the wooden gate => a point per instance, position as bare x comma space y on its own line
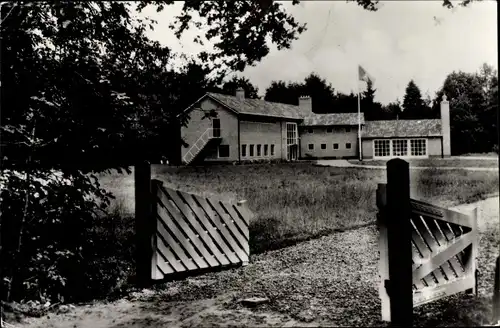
180, 233
443, 247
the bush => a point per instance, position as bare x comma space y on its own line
53, 237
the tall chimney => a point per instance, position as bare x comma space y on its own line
305, 103
240, 93
445, 126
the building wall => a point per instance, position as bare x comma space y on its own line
197, 126
433, 147
321, 136
261, 133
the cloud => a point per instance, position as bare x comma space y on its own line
399, 42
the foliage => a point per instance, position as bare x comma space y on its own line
473, 101
413, 105
46, 218
85, 90
229, 87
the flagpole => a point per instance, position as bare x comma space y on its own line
359, 121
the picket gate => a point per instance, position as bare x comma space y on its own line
183, 233
444, 245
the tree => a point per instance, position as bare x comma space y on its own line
473, 105
85, 90
413, 105
251, 91
321, 92
372, 110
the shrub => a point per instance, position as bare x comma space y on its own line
50, 243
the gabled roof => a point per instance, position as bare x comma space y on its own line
259, 107
402, 128
333, 119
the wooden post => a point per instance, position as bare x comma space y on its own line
243, 204
143, 214
383, 251
496, 294
398, 220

* * * * *

Repeat the data exactly. No pictures should appear.

the wooden gate => a point per instance, position as bare x comma space y on its own line
180, 233
443, 247
the bush => a point per instance, position as bare x comma space y on its own line
53, 237
the tall chimney => a point per instance, position as bare x comma space y on its own line
305, 103
240, 93
445, 126
the building wall => a point per instance, position as bare x comma space y on its own line
197, 126
433, 147
321, 136
261, 133
the cloud => a point per instance, position as bare x comma space y on its own line
399, 42
the foliage => a point per instance, position as bare x comma space y on its own line
473, 101
413, 105
46, 218
85, 90
229, 87
the flagpole => a point per instance, position as bare x comma space y on its own line
359, 121
the picket gate => a point per instance, position as bare x comma space y on its own line
183, 233
444, 245
the tree => a point per instance, position as bare x comma space y on its own line
473, 105
85, 90
413, 105
251, 91
321, 92
372, 110
the shrub => a point per instance, position as bare x comma space y on its own line
50, 243
the gabled roof => a point per instance, position as bare x comma space y on its own line
259, 107
402, 128
333, 119
the wooden post => a point per instance, position as bare x comma space y on its own line
243, 204
143, 214
383, 251
496, 294
398, 220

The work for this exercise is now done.